- [BRANO FORNITO]
-- -- --

Con queste parole Elisabetta Galimi introduce il suo libro al lettore, raccontando della sua avventura si Instagram iniziata per caso. Un percorso non privo di ostacoli ma costellato di dubbi, critiche e momenti di incertezza.

L’avvento dei social network ha creato effetti concreti sul modo di sentire e di pensare degli utenti, che finiscono per modificare le loro pratiche di interazione sociale usuali. È cambiato il rapporto con sé stessi e soprattutto con gli altri, più diretto ma molto più mediato. Le nuove tecnologie ci consentono di incontrare molte persone ma tendono a togliere il sapore, la genuinità, l’originalità e la freschezza alla relazione interpersonale vera e propria. Ci danno maggiori possibilità di partecipare alla vita sociale condividendo anche luoghi virtuali, ma non è detto che questa partecipazione sia poi effettiva. Internet può rappresentare un mezzo per fuggire dalla realtà quotidiana e rifugiarsi in un mondo illusorio e gratificante, in cui l’elemento virtuale permette di superare le difficoltà che possono caratterizzare le interazioni reali.1

Le tecnologie dell’informazione e della comunicazione rappresentano tecnologie del sé corporeo e mentale che modificano le pratiche e i contesti attraverso i quali l’essere umano dà forma a sé stesso e costruisce il proprio sapere. Facebook, per esempio, è diventato nell’infosfera – lo spazio globale nel quale si scambiano informazioni – la metafora stessa del sapere inteso come rete di informazioni e conoscenze interconnesse, condivise ed elaborate dalle persone in forma sociale e comunitaria. Il condividere il proprio sapere, le proprie informazioni, opinioni e conoscenze attraverso i social network chiama il singolo a una responsabilità del proprio sé sociale.2

Elisabetta Galimi ha percepito fin dal suo esordio su Instagram il peso della responsabilità per la condivisione social di istantanee della sua esistenza. Emulazione, condizionamento e fraintendimenti sono all’ordine del giorno e in progressivo aumento con l’incremento dei followers. Eppure non è di questo che ha voluto parlare nel suo libro, piuttosto dei risvolti positivi di questa esperienza, dando così origine a una vera e propria guida per diventare influencer di Instagram partendo da zero.

-- -- --

(Voci del dataset di puntamento)
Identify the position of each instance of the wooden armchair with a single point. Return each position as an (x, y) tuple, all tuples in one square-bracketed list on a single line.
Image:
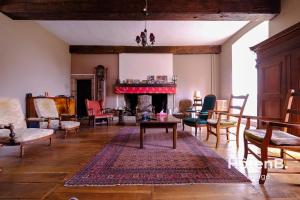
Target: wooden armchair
[(96, 111), (286, 138), (46, 109), (144, 105), (13, 129), (232, 120)]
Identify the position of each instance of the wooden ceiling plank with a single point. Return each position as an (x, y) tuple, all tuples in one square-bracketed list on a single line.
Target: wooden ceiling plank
[(85, 49), (131, 9)]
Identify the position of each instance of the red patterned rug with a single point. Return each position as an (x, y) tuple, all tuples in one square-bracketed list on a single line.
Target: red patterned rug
[(121, 162)]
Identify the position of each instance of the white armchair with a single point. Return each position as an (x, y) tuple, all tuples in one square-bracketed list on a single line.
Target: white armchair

-- -- --

- [PROBLEMI DA RISOLVERE]
(1) Puoi citare il brano sui social network da "Con queste parole" a "momenti di incertezza.", estremi inclusi?
(2) Come prosegueresti il brano sui social network, ripartendo subito dopo la sua ultima frase?

- [RISULTATI IN ORDINE]
(1)
Con queste parole Elisabetta Galimi introduce il suo libro al lettore, raccontando della sua avventura si Instagram iniziata per caso. Un percorso non privo di ostacoli ma costellato di dubbi, critiche e momenti di incertezza.

(2)
I dati di fatto sono impressionanti. Secondo le ricerche di Marketing Hub, a livello globale, l’influencer marketing vale 21 miliardi di dollari. Le aziende utilizzano in misura sempre crescente questa forma di comunicazione e sponsorizzazione dei propri prodotti perché i consumatori ci credono e la amano. Gli utilizzatori dei social media danno più retta agli influencer che ai giornalisti. Alcuni sono convinti che i brand siano più in condizione dei Governi di risolvere problemi sociali. Diventare influencer oggi è il sogno di molti, giovani e meno giovani.3

Il motivo per cui Galimi ha deciso di scrivere il successo a portata di like è proprio insito in questo comune e diffuso desiderio di diventare influencer, ovvero per rispondere in maniera corale alle tante richieste di informazione e suggerimenti che la stessa riceve via social. 

«Molti non capiscono che dietro ogni profilo di successo esiste un mondo, sconosciuto ai più, composto da procedure che spaziano dalla scelta dell’outfit alla location dove realizzare i contenuti, dallo studio di strategie comunicative e di marketing, mirate alla costruzione di una solida community, all’analisi attiva e costante dei trend e dei mercati, al fine di stare il più possibile al passo coi tempi. Pensa che per costruire un Reel di nemmeno un minuto, o anche solo per scattare una semplice fotografia da condividere come Post, la media di tempo di realizzazione si aggira intorno alle cinque ore.»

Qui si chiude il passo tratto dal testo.